GIVEN TASK 1:
Pick out every line of the records that contains the word "skin", treating uppercase and lowercase letters as different.

SOURCE DOCUMENT:
***

William Cornwallis Cornwallis-West VD JP (20 March 1835 – 4 July 1917), was a British landowner, politician for seven years from 1885 and raised the 6th (Ruthin) Denbighshire Rifle Volunteer Corps followed by further ceremonial duties in the wider territorial army in Wales.

Early life 
He was born William Cornwallis West. He was a son of Frederick Richard West, a Tory MP for Denbigh Boroughs and East Grinstead who was a member of the Canterbury Association and his wife who was born Theresa Whitby.  His father first married Lady Georgiana Stanhope (a daughter of Philip Stanhope, 5th Earl of Chesterfield).

His paternal grandfather was  Frederick West (a son of John West, 2nd Earl De La Warr). His maternal grandparents were both Royal Navy figures: John Whitby and Mary Anne Theresa Symonds (heiress to the fortune of Admiral William Cornwallis). 

He was called to the Bar, Lincoln's Inn, in 1862.

Career 
Cornwallis-West was High Sheriff of Denbighshire in 1872, Lord-Lieutenant of Denbighshire from 1872 to 1917, and a Justice of the Peace for Hampshire and Denbighshire. In 1885 he won a fought election to Parliament for Denbighshire West as a Liberal, a seat he held until 1892 latterly as a Liberal Unionist (which took an anti-Irish Home Rule line). He lost to the Liberal Party's candidate that year as the parties began their clearer left/right split. He raised the 6th (Ruthin) Denbighshire Rifle Volunteer Corps in 1861 and became commanding officer of the 1st Volunteer Battalion, Royal Welch Fusiliers in 1885. In 1890 he became Honorary Colonel of the battalion and later of its successor, the 4th (Denbighshire) Battalion, Royal Welch Fusiliers in the Territorial Force. In 1895 he assumed by deed poll the surname of Cornwallis-West. In his most active years he lived simultaneously in London, at Ruthin Castle, Denbighshire and at Newlands Manor, Milford, Hampshire.

Personal life 
Cornwallis-West married Mary ("Patsy"), daughter of  Frederick Fitzpatrick, in 1872. Born in 1856, "Patsy" was 17 years old. She was known as a great beauty and leading socialite. 

Their children all endured divorce:

 Daisy Cornwallis-West (1873–1943), who married Prince Hans Heinrich XV von Hochberg (going by the name Henry of Pless from 1914).
 George Cornwallis-West (1874–1951), second husband of Lady Randolph Churchill (the American heiress formerly known as Jennie Jerome), mother of Winston Churchill. After their 1914 divorce, he married actress and beauty (including poster and painting subject) Mrs Patrick Campbell known as Mrs Pat – before her earlier marriage known as Beatrice R.S. Tanner.

***

Object pointing dataset rows:
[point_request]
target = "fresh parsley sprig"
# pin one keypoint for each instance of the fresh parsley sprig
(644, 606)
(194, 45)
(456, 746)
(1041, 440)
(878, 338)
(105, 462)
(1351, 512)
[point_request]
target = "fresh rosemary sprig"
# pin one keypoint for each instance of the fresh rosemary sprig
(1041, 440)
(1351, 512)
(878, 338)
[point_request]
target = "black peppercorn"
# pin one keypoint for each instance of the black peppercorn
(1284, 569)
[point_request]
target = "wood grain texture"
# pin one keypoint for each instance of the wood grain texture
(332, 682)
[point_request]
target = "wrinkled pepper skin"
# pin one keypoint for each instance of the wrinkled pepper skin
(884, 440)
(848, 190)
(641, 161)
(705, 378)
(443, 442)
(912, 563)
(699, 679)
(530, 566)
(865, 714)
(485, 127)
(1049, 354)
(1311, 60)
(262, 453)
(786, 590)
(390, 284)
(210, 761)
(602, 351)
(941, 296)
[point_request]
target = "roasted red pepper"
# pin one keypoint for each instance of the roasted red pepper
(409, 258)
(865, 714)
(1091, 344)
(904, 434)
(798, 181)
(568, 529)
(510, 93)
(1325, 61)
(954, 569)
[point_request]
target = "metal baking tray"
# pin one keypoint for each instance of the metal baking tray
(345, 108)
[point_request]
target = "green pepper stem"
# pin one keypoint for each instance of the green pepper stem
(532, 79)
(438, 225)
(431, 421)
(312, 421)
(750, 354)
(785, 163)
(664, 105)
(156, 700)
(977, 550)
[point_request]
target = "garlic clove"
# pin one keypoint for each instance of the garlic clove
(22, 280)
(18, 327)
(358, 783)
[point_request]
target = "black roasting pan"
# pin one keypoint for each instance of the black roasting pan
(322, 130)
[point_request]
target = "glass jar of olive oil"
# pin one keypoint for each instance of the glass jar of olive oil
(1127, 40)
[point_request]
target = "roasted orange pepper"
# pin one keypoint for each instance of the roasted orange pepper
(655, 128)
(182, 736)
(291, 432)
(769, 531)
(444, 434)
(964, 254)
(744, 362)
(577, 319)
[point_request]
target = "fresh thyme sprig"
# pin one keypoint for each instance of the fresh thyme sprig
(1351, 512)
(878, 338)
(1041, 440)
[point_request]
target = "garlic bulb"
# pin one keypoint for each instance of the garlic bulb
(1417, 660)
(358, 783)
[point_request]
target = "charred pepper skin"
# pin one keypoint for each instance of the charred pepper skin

***

GIVEN TASK 2:
Extend the biography of William Cornwallis-West by writing what comes next after its last sentence.

WRITTEN ANSWER 1:
target = "wrinkled pepper skin"
# pin one keypoint for each instance of the wrinkled pepper skin
target = "charred pepper skin"
# pin one keypoint for each instance of the charred pepper skin

WRITTEN ANSWER 2:
 Constance (known as Shelagh) Cornwallis-West (1875–1970), who married Hugh Grosvenor, 2nd Duke of Westminster. They divorced and she married her private secretary and agent, Captain John Fitzpatrick Lewis.

Cornwallis-West died in July 1917, aged 82. His widow died in July 1920, shortly after returning from Monaco, at her family's Arnewood House which has a half-wooded holding  north of her other mansion: Newlands.

Newlands Manor

George, who had already been declared bankrupt, after the sale of certain lots, decided to dispose of the bulk – the rest – of the Hampshire estate so astutely acquired by his great-grandmother.

In 1920 the estate of 2,000 acres was put up for auction in 91 lots. The mansion and its grounds and four lodges were sold in one lot. Other lots included arable, pasture and woodland, building sites in Milford, 30 cottages and farms including Batchley, Kings, Harts, Lea Green and Downton Manor. The house, which had been badly neglected, and 500 acres was bought by Sir John Power, MP for Wimbledon, who made improvements but put it up for sale in 1948. The house and 38 acres were then acquired by a developer who turned it into six flats.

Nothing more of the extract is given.